Your task is to copy each line of the material that holds the word "water".

:: Input ::

++++++++++

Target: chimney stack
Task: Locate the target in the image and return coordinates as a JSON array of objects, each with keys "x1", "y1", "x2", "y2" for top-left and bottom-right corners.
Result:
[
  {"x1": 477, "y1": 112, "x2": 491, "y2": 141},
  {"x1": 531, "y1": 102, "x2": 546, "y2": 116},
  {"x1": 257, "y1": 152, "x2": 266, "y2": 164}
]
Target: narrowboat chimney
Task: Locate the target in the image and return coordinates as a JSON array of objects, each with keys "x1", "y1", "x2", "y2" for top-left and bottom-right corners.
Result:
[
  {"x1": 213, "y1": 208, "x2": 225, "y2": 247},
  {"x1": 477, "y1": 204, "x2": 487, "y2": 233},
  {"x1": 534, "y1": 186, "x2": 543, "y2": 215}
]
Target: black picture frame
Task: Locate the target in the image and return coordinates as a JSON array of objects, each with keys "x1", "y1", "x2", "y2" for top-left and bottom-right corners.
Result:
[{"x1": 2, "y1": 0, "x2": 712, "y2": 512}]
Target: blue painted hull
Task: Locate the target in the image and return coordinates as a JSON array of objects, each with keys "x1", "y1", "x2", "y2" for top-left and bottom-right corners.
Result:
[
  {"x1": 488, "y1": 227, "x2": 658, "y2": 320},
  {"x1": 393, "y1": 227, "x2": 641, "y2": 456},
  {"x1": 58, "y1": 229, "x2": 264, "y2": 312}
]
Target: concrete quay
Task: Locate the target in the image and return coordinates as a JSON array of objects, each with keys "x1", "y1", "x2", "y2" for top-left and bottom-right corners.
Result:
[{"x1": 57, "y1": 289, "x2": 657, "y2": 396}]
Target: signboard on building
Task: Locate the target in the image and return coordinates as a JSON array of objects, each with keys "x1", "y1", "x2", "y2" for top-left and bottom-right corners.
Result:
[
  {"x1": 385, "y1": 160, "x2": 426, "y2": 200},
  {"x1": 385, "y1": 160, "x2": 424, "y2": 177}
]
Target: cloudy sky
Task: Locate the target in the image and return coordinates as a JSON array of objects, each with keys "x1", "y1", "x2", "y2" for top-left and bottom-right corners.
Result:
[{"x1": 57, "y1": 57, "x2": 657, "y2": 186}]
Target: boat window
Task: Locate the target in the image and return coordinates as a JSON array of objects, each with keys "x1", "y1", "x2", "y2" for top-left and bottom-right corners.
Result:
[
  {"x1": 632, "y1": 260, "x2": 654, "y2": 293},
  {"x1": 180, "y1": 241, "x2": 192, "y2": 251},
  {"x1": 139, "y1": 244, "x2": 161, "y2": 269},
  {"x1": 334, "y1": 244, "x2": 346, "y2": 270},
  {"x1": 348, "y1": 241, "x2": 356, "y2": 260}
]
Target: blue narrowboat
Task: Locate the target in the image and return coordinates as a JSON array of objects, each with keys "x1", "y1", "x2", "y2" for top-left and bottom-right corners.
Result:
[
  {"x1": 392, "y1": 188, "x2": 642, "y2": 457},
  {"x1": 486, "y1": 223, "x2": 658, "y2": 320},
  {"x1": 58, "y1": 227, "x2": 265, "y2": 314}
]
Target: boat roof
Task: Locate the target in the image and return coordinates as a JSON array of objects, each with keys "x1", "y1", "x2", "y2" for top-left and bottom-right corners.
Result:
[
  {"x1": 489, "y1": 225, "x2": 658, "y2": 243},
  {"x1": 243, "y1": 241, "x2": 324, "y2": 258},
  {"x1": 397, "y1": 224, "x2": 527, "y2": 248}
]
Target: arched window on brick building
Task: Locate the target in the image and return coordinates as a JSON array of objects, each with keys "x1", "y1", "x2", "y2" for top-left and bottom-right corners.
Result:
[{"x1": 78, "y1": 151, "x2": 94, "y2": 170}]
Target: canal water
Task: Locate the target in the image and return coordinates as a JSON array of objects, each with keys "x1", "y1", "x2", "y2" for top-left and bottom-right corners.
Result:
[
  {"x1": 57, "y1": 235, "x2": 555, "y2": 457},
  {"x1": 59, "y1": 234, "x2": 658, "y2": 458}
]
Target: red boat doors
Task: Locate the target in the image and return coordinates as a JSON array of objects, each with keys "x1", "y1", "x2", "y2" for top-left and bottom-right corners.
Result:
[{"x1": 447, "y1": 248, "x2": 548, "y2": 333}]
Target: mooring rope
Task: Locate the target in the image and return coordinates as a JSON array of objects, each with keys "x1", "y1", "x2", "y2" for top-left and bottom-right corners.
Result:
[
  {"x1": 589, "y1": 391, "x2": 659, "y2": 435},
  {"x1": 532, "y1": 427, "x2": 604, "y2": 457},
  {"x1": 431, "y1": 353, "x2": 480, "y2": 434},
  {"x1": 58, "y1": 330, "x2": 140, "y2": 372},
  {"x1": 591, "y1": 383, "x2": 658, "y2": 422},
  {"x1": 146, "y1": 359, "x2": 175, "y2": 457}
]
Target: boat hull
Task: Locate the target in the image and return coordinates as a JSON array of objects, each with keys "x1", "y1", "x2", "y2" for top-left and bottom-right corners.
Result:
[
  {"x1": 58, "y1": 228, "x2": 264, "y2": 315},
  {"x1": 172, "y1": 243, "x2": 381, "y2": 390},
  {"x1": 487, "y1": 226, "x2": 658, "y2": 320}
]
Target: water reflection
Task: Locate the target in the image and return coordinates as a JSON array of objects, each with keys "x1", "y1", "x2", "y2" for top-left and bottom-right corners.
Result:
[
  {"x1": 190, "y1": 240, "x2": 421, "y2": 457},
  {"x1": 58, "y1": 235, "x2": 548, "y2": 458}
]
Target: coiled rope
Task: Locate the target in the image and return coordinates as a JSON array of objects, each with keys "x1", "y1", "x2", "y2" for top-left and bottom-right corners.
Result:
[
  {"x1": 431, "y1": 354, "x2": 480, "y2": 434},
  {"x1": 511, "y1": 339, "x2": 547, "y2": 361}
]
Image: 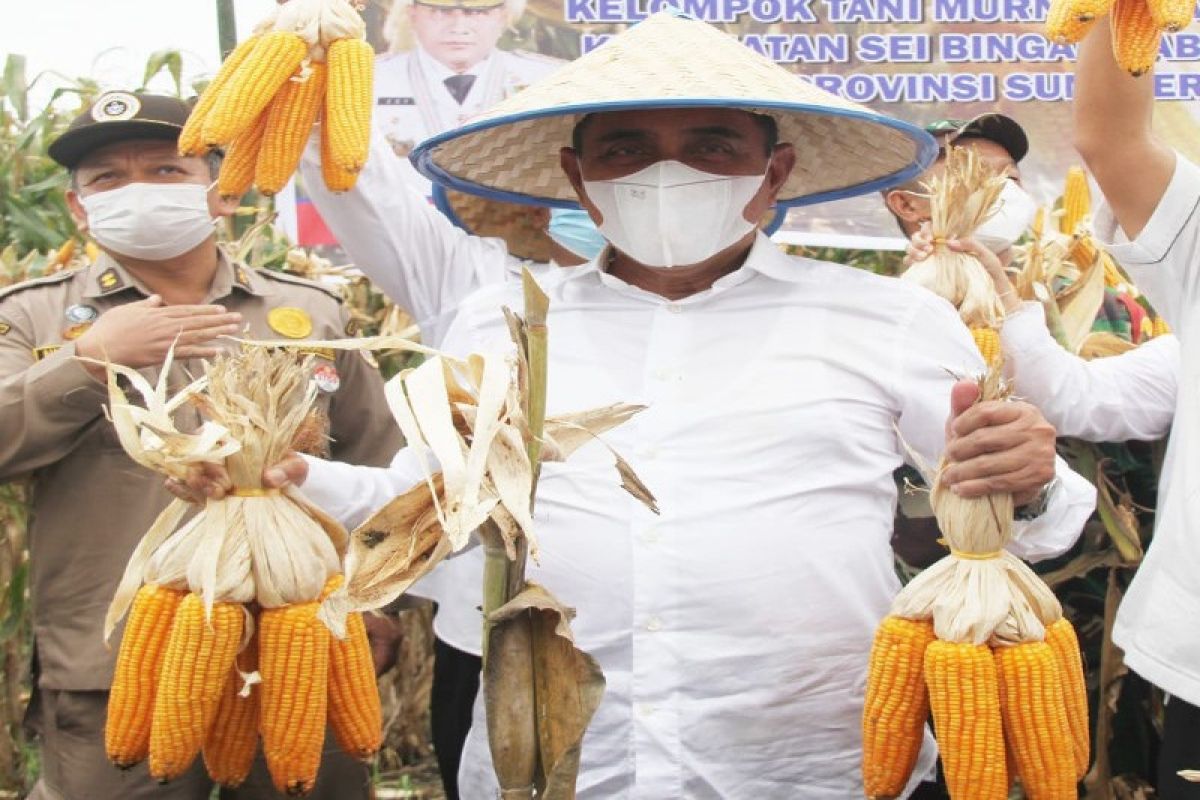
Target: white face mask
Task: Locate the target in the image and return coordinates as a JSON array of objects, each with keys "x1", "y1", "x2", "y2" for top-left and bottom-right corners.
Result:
[
  {"x1": 81, "y1": 182, "x2": 217, "y2": 261},
  {"x1": 582, "y1": 160, "x2": 766, "y2": 269},
  {"x1": 974, "y1": 179, "x2": 1038, "y2": 254}
]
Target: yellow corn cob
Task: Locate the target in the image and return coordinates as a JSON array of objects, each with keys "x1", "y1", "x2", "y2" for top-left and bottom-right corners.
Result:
[
  {"x1": 149, "y1": 595, "x2": 245, "y2": 782},
  {"x1": 1071, "y1": 235, "x2": 1101, "y2": 271},
  {"x1": 203, "y1": 630, "x2": 261, "y2": 788},
  {"x1": 256, "y1": 62, "x2": 328, "y2": 196},
  {"x1": 925, "y1": 641, "x2": 1008, "y2": 799},
  {"x1": 1045, "y1": 619, "x2": 1090, "y2": 780},
  {"x1": 970, "y1": 327, "x2": 1002, "y2": 367},
  {"x1": 178, "y1": 35, "x2": 263, "y2": 156},
  {"x1": 995, "y1": 641, "x2": 1077, "y2": 799},
  {"x1": 1060, "y1": 167, "x2": 1091, "y2": 235},
  {"x1": 1045, "y1": 0, "x2": 1113, "y2": 41},
  {"x1": 218, "y1": 112, "x2": 270, "y2": 198},
  {"x1": 260, "y1": 596, "x2": 331, "y2": 795},
  {"x1": 85, "y1": 241, "x2": 101, "y2": 263},
  {"x1": 105, "y1": 584, "x2": 186, "y2": 768},
  {"x1": 1148, "y1": 0, "x2": 1195, "y2": 31},
  {"x1": 1152, "y1": 316, "x2": 1171, "y2": 336},
  {"x1": 863, "y1": 616, "x2": 936, "y2": 799},
  {"x1": 324, "y1": 38, "x2": 374, "y2": 174},
  {"x1": 202, "y1": 31, "x2": 308, "y2": 147},
  {"x1": 328, "y1": 611, "x2": 383, "y2": 760},
  {"x1": 1101, "y1": 252, "x2": 1126, "y2": 288},
  {"x1": 320, "y1": 113, "x2": 358, "y2": 193},
  {"x1": 52, "y1": 239, "x2": 77, "y2": 268},
  {"x1": 1112, "y1": 0, "x2": 1163, "y2": 76}
]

++++++++++

:: Response to this task ::
Target: canal water
Target: water reflection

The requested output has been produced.